(Data entries)
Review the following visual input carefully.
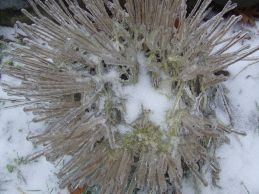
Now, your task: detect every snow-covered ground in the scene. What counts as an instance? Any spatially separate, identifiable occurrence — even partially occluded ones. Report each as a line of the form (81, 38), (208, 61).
(1, 19), (259, 194)
(0, 27), (69, 194)
(182, 23), (259, 194)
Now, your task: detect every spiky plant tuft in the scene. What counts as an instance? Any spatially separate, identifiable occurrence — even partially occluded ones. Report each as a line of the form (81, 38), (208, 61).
(1, 0), (259, 193)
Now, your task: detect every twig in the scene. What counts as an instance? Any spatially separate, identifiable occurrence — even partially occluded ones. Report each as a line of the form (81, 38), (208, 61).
(218, 84), (234, 127)
(233, 59), (259, 79)
(241, 181), (250, 194)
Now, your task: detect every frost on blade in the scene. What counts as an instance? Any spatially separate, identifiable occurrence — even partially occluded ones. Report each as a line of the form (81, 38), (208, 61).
(1, 0), (258, 193)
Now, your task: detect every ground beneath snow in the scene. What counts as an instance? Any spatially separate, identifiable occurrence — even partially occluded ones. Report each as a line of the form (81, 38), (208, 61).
(1, 19), (259, 194)
(0, 27), (68, 194)
(182, 22), (259, 194)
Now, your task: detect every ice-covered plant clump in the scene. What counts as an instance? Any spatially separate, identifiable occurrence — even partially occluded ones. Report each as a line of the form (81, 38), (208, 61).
(1, 0), (259, 193)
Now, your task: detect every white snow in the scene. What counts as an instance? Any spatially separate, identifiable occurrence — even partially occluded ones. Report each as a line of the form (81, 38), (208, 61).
(0, 26), (17, 41)
(1, 19), (259, 194)
(0, 27), (69, 194)
(0, 26), (25, 41)
(182, 21), (259, 194)
(120, 52), (173, 128)
(0, 106), (69, 194)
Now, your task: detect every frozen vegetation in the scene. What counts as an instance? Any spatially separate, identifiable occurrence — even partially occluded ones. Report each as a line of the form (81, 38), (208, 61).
(1, 0), (259, 193)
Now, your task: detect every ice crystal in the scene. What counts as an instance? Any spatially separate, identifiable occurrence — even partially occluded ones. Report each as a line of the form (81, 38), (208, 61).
(1, 0), (259, 193)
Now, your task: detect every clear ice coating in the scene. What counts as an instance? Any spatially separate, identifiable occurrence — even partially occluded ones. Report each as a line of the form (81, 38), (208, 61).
(1, 0), (258, 193)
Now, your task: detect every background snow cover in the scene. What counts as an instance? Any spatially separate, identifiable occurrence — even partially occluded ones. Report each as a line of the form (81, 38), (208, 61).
(1, 21), (259, 194)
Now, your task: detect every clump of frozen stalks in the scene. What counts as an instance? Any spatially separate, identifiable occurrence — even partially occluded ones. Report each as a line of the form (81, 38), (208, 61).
(1, 0), (259, 193)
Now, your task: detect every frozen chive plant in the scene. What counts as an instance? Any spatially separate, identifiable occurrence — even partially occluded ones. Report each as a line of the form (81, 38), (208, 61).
(1, 0), (259, 193)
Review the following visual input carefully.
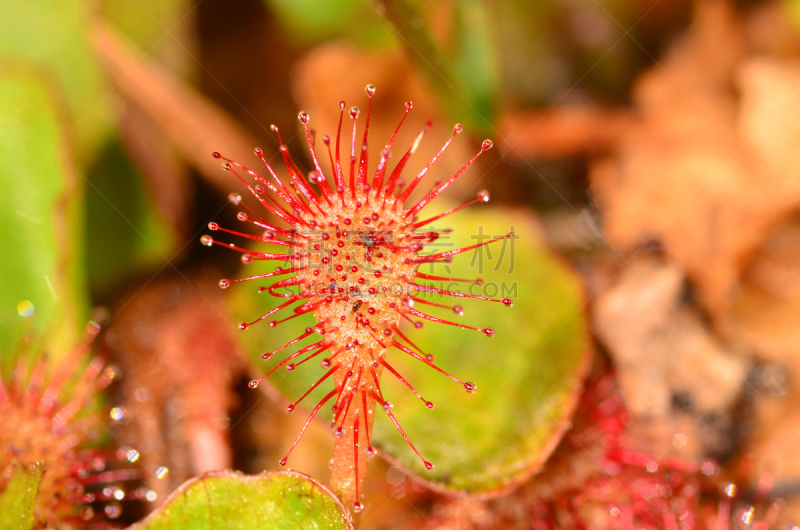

◆ WORK ORDER: All that is needed is an exact copy of the entries above, minus the pictures.

◆ TASK RESPONSE:
Review the following visual input carefully.
Now, your task: detect every snow-covered ground in the scene. What counts as an instance? Any spatially separate, identifiable occurrence — even partially occluded ones. Report each as a line of the form (81, 38), (208, 61).
(1, 19), (259, 194)
(0, 27), (69, 194)
(182, 23), (259, 194)
Now, your task: detect every spiky plant tuft in the scene. What counts as an instance? Any spatially separate, identifiable occurrence — even partially occluded ones. Report each as a line of the form (81, 38), (208, 61).
(1, 0), (259, 193)
Now, your task: detect every twig in the scene. What counts as an instance? Any spatially separate, identifiable occurrence — even partially occluded ones. Report each as a line of the form (81, 38), (208, 61).
(218, 84), (234, 127)
(233, 59), (259, 79)
(241, 181), (250, 194)
Now, your task: detect every frost on blade in the scene. What counts as an instance? Any spatially separate, identifiable occurrence — even partially occluded ones. Report each as a line of the form (81, 38), (208, 61).
(1, 0), (258, 193)
Now, your task: detect every ground beneath snow in the scene. What counts as an instance? Any spatially separate, identifiable occurrence — even partially occluded ones. Report each as a line of the form (81, 38), (208, 61).
(1, 19), (259, 194)
(0, 27), (68, 194)
(182, 22), (259, 194)
Now, your task: detect every ice-covered plant clump in the scene. What counts as an instance? Any spatially separate, identifiable occurrence — even partially occluded ones. Report each as a line of the form (81, 38), (208, 61).
(1, 0), (259, 193)
Now, your task: detect every white snow in the scene. What counts as an instance? Any spatially separate, identifiable occurrence — even partially occluded ones. Report each as a line of the form (81, 38), (208, 61).
(0, 26), (17, 41)
(1, 19), (259, 194)
(0, 27), (69, 194)
(0, 26), (25, 41)
(182, 21), (259, 194)
(120, 52), (173, 128)
(0, 106), (69, 194)
Now, your task: detect every frozen vegetation in the scene. What counts as an instance? Any spatially separate, identifiable occurrence — even partially occluded ones. Report each as a line of the form (81, 38), (208, 61).
(1, 0), (259, 193)
Now, your task: detect every ice crystal in the scene. What counts as an instance? Any spatially separate, identifiable occurrence — even partially occluded ones. Report each as a line of the form (81, 38), (208, 61).
(1, 0), (259, 193)
Now, your task: detect every clear ice coating in the scene. What counts as an instance? Any spatially separate, identifiable occurrence — even partially occluded ones. Report each as a line of the form (81, 38), (208, 61).
(1, 0), (258, 193)
Now, your task: detect every background snow cover in the scene. What counts as an instance? Any spatially separate, identifiable occurrence — even partially occluded ones. Report each as a line of the form (81, 38), (208, 61).
(1, 21), (259, 194)
Now, your task: detect every clump of frozen stalks in the scene. What counts as an instance? Any spatially separate, identifiable occurrence — even partially occluded ones. Report each as a line of the form (81, 38), (208, 61).
(1, 0), (259, 193)
Now, your task: detect every frozen chive plant in the scene. What counts as an instance? Any spatially separate, identifiable occurrence — even partially occluded ones. Report each as a line of the form (81, 38), (208, 61).
(1, 0), (259, 193)
Review the following visual input carefully.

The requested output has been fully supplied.